• _RECORDS FOR THE EXERCISE_
━━━━
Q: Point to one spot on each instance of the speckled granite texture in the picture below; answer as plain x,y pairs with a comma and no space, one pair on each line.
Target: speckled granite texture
━━━━
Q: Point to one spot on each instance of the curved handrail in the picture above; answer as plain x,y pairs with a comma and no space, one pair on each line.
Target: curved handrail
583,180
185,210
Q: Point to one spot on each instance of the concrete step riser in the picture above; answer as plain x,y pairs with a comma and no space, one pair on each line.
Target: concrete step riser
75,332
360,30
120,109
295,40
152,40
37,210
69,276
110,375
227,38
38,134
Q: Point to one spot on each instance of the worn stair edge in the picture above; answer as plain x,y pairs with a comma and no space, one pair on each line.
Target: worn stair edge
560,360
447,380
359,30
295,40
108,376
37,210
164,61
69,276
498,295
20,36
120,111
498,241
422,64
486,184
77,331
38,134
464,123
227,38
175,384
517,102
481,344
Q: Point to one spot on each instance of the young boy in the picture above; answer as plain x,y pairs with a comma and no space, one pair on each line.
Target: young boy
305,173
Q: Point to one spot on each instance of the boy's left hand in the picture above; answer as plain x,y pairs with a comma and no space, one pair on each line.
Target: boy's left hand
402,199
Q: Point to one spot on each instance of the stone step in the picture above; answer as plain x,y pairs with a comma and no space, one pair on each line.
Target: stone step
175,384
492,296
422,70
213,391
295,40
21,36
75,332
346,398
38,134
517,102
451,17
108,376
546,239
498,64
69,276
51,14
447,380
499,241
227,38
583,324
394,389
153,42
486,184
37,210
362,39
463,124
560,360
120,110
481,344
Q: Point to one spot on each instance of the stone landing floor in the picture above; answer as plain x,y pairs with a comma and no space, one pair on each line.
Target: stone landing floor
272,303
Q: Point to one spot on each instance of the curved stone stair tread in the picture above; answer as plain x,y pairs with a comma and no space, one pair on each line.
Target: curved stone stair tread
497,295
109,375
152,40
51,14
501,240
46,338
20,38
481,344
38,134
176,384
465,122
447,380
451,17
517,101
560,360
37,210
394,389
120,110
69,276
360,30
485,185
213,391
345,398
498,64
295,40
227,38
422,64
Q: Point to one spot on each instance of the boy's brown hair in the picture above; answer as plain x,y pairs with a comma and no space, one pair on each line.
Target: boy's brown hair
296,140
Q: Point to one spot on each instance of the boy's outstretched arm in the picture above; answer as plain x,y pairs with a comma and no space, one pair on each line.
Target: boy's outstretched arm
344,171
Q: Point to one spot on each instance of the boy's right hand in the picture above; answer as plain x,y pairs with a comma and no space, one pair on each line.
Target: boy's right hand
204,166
━━━━
• _DIRECTIONS FOR THIS TASK_
Every line of the records in which the string "texture" is found should be counted, and only the count returned.

• _FINAL ANSWER_
2